#### [Passage for review]
=-=-=

A stress fracture happens slowly, as a bone absorbs impact after impact without getting the rest it needs to rebuild. These small stresses add up, eventually creating a small but painful crack called a stress fracture.
Stress fractures are most commonly seen in athletes who train too hard, too quickly. Stress fractures almost always happen in the weight-bearing bones of the legs and feet.
Bones are like muscles — regular activity is good for them. As they undergo increasing stress, bones break down and, in time, rebuild stronger. When the stress comes too frequently, like when a marathon runner overtrains, the bone is repeatedly breaking down without building up afterward.
The result can be a stress fracture, a painful condition that, if ignored, can eventually become a complete break. They are preventable, though.
Paying attention to the signs of an impending stress fracture can save you some pain and ensure your training isn’t interrupted.
It’s important to note that, while most stress fractures are caused by overuse, they can also be a sign of low bone density. Women who have gone through menopause may be at a higher risk and should pay special attention to potential stress fractures.
Before the Fracture
An overstressed bone will send out warning signs before it cracks. Repeated pain during exercise is often a sign that a bone should be given more time to heal. This is called a “stress reaction.”
As a general rule, if you’re training and you start noticing pain in a certain bone that lasts for more than a week, you should probably decrease your activity and rest.

=-=-=

#### [Supplied information]

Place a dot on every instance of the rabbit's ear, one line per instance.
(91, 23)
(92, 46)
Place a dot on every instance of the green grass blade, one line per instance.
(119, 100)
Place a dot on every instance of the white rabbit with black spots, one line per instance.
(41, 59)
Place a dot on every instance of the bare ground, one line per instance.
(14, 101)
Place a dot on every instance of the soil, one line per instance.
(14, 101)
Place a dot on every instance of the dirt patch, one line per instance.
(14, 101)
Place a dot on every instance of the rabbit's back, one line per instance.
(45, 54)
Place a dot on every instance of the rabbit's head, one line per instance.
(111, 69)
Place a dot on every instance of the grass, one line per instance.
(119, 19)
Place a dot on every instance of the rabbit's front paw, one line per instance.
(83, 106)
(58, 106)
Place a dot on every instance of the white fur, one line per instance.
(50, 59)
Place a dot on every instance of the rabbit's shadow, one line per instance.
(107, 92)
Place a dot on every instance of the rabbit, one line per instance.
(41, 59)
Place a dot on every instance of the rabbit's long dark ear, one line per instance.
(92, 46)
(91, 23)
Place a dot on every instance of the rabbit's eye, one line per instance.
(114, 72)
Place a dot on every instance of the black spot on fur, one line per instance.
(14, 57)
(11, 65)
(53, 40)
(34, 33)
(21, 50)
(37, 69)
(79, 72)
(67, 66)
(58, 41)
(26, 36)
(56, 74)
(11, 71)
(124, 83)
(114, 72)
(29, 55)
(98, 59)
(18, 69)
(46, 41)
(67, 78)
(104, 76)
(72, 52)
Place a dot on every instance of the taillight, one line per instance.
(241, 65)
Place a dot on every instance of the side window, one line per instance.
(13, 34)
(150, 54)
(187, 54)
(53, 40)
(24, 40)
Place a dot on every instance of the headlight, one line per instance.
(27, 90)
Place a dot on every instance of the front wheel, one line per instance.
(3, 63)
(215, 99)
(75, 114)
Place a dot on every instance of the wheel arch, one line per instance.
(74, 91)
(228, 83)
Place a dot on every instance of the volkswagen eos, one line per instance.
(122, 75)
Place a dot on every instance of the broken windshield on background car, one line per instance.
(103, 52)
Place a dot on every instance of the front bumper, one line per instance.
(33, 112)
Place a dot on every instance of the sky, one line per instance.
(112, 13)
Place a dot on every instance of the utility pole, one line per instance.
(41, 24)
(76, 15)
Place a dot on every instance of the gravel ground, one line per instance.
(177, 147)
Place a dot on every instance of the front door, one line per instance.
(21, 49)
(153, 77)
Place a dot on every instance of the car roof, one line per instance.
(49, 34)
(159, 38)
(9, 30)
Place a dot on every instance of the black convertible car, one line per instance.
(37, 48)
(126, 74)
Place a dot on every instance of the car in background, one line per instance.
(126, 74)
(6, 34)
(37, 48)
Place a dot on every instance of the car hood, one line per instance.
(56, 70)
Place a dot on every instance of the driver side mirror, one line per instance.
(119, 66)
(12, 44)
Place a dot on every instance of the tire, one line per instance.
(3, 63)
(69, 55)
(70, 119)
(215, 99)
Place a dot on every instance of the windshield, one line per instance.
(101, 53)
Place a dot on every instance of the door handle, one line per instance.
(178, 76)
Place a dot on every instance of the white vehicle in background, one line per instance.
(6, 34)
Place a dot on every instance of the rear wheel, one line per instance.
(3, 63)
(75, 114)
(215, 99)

=-=-=

#### [What this exercise asks]
**A)** According to the passage on stress fractures, in which bones do stress fractures almost always occur?
**B)** List every part of the body that the passage on stress fractures names.

#### [Task results]
**A)** They almost always occur in the weight-bearing bones of the legs and feet.

**B)**
- Bones
- Muscles
- Legs
- Feet